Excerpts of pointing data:
%%
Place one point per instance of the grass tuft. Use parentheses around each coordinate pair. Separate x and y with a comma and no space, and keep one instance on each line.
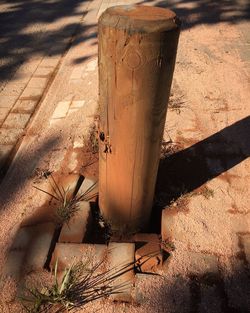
(67,208)
(79,286)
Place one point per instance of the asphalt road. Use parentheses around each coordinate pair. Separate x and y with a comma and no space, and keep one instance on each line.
(32,29)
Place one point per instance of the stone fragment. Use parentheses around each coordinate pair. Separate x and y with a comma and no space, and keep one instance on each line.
(146,237)
(246,244)
(120,256)
(76,229)
(14,264)
(149,256)
(67,254)
(201,263)
(210,299)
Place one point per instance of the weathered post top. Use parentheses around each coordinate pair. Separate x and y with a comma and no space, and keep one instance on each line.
(137,48)
(139,19)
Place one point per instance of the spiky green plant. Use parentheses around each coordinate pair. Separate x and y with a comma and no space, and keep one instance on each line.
(79,286)
(67,207)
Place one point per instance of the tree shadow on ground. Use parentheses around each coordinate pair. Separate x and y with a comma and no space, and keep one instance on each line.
(193,13)
(225,292)
(183,172)
(23,167)
(26,32)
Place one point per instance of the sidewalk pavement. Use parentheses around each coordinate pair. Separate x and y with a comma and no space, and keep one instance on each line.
(203,179)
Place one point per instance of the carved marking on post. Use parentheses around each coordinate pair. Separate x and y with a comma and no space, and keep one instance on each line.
(137,50)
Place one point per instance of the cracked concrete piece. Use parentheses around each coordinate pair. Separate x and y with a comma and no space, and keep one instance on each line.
(76,229)
(120,255)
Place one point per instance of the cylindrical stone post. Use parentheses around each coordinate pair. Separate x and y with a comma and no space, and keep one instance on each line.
(137,51)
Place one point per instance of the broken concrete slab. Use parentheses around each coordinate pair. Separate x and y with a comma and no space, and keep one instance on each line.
(77,228)
(68,254)
(120,256)
(40,241)
(149,257)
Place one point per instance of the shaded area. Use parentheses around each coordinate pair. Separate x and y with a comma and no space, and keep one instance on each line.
(25,30)
(187,170)
(207,292)
(24,166)
(194,13)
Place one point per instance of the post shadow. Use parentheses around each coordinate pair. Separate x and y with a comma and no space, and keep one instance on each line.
(187,170)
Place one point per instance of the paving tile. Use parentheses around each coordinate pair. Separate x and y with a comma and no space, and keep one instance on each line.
(120,255)
(76,104)
(43,71)
(91,65)
(3,114)
(7,101)
(246,244)
(76,229)
(77,73)
(16,120)
(61,110)
(10,136)
(25,106)
(5,151)
(29,67)
(37,82)
(49,62)
(13,89)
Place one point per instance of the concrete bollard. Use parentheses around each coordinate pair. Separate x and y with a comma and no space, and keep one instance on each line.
(137,51)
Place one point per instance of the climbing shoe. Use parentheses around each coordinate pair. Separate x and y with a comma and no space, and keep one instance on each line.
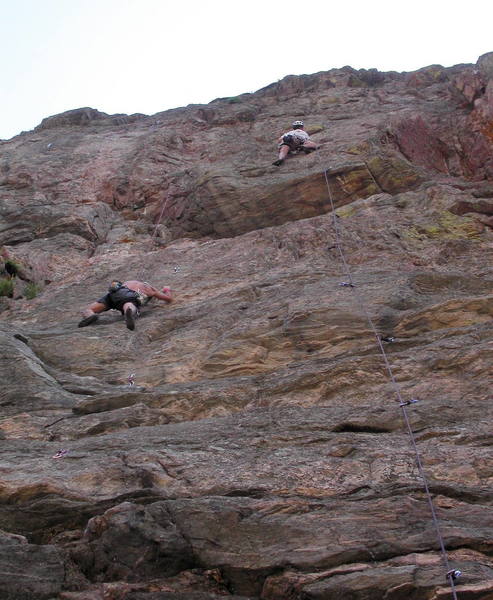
(129,319)
(88,320)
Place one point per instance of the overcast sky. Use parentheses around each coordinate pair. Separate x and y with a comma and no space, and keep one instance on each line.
(127,56)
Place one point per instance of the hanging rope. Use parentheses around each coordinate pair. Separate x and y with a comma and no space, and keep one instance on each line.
(451,574)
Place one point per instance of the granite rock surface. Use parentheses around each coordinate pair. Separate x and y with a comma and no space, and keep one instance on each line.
(261,453)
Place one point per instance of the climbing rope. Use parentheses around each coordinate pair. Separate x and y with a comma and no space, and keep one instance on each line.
(451,574)
(133,338)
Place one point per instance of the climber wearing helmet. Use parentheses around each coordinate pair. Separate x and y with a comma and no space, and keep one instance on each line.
(294,140)
(126,297)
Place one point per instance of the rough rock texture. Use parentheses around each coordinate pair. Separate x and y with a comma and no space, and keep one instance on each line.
(261,452)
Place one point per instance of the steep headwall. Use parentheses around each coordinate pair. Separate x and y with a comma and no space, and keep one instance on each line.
(261,452)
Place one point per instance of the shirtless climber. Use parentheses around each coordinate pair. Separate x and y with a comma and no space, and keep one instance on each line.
(126,297)
(294,140)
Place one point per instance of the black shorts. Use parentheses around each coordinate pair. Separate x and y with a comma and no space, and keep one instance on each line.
(118,299)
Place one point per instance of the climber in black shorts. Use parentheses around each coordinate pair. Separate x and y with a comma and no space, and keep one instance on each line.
(127,297)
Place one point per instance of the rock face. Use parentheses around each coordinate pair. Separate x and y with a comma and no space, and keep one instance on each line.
(261,453)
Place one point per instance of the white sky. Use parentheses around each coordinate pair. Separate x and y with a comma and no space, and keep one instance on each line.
(127,56)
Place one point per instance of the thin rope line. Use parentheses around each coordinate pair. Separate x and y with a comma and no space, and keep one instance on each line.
(395,385)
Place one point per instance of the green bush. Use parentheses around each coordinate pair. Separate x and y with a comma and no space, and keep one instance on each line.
(6,287)
(32,290)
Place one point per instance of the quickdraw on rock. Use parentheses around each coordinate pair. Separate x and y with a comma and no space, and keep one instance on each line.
(408,402)
(60,454)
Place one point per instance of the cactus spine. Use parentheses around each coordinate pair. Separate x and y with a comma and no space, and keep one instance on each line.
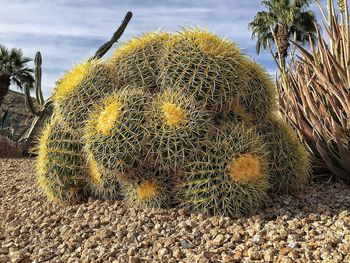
(229,174)
(61,165)
(288,159)
(115,132)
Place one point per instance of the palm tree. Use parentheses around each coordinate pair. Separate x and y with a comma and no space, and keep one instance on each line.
(283,19)
(13,69)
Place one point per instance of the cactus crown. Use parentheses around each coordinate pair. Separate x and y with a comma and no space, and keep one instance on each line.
(147,189)
(246,168)
(173,114)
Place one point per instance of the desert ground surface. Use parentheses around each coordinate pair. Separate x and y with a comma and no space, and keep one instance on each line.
(311,226)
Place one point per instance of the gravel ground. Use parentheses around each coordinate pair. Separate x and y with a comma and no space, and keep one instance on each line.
(312,226)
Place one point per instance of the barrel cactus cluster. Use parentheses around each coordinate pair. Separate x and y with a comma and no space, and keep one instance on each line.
(181,119)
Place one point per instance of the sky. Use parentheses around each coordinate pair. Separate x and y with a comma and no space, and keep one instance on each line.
(68,31)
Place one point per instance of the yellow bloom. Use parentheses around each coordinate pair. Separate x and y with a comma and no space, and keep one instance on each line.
(246,168)
(146,190)
(173,114)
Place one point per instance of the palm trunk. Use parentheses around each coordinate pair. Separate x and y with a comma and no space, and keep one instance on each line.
(4,86)
(282,43)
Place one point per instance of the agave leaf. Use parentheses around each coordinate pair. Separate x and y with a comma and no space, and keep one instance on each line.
(332,163)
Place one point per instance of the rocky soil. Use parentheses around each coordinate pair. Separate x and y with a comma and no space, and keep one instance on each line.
(312,226)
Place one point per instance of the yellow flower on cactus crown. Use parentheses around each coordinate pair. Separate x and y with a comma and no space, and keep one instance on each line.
(109,116)
(246,168)
(173,114)
(68,83)
(94,172)
(147,190)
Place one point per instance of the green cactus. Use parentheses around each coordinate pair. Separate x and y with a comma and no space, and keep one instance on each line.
(288,159)
(259,98)
(203,65)
(228,175)
(175,124)
(61,167)
(80,89)
(148,188)
(115,132)
(136,61)
(103,183)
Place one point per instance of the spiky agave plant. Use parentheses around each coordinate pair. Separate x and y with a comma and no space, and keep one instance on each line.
(80,89)
(148,188)
(314,94)
(115,133)
(103,183)
(136,61)
(202,65)
(61,167)
(175,123)
(229,174)
(288,158)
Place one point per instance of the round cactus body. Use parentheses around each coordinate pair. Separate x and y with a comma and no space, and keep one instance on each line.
(103,183)
(288,158)
(115,132)
(259,98)
(229,174)
(204,66)
(61,167)
(136,61)
(175,123)
(80,89)
(148,188)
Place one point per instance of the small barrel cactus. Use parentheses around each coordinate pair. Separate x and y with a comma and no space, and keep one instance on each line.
(136,61)
(229,174)
(80,89)
(103,183)
(115,132)
(148,188)
(202,65)
(175,123)
(288,159)
(62,173)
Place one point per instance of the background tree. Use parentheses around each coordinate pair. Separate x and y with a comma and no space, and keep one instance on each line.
(13,69)
(283,19)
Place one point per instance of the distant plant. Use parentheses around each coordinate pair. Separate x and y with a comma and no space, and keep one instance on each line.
(13,68)
(283,19)
(315,95)
(44,107)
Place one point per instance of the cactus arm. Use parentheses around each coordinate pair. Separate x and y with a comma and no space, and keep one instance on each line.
(38,91)
(105,47)
(29,101)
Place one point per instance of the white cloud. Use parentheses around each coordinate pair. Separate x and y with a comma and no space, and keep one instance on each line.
(68,31)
%%
Starting with the line that contains "Place one point per instance of the small", output every line through the end of the listing above, unchanged.

_Exercise solution_
Place one point per instance of the small barrel cactus. Use parentheses around each coordinate pair. Separate x and y with a comma and no space, and keep one instance on each line.
(136,61)
(229,174)
(80,89)
(103,183)
(115,132)
(148,188)
(202,65)
(175,123)
(288,159)
(62,173)
Place one point per instance of the background tree. Use parentheses around each coordinate pair. Separate x and y with a comma and no space, and keep one instance on each line.
(13,69)
(283,19)
Place one point per instance of the distant plant. Use parentheses around each coordinate pair. Separate x and y with a comma and no space, and keep one instance on each line.
(13,68)
(283,19)
(315,95)
(44,107)
Place one point per instance of the cactus arm. Use parentheses around each coordinate pair. Separate x and y with a comma and no space, and keep one instance on each line.
(38,91)
(105,47)
(29,101)
Place one point per instance of the white cloud. Use parentheses around each coordinate pair. Separate x and y with a comma and no space, and keep one instance on each line.
(68,31)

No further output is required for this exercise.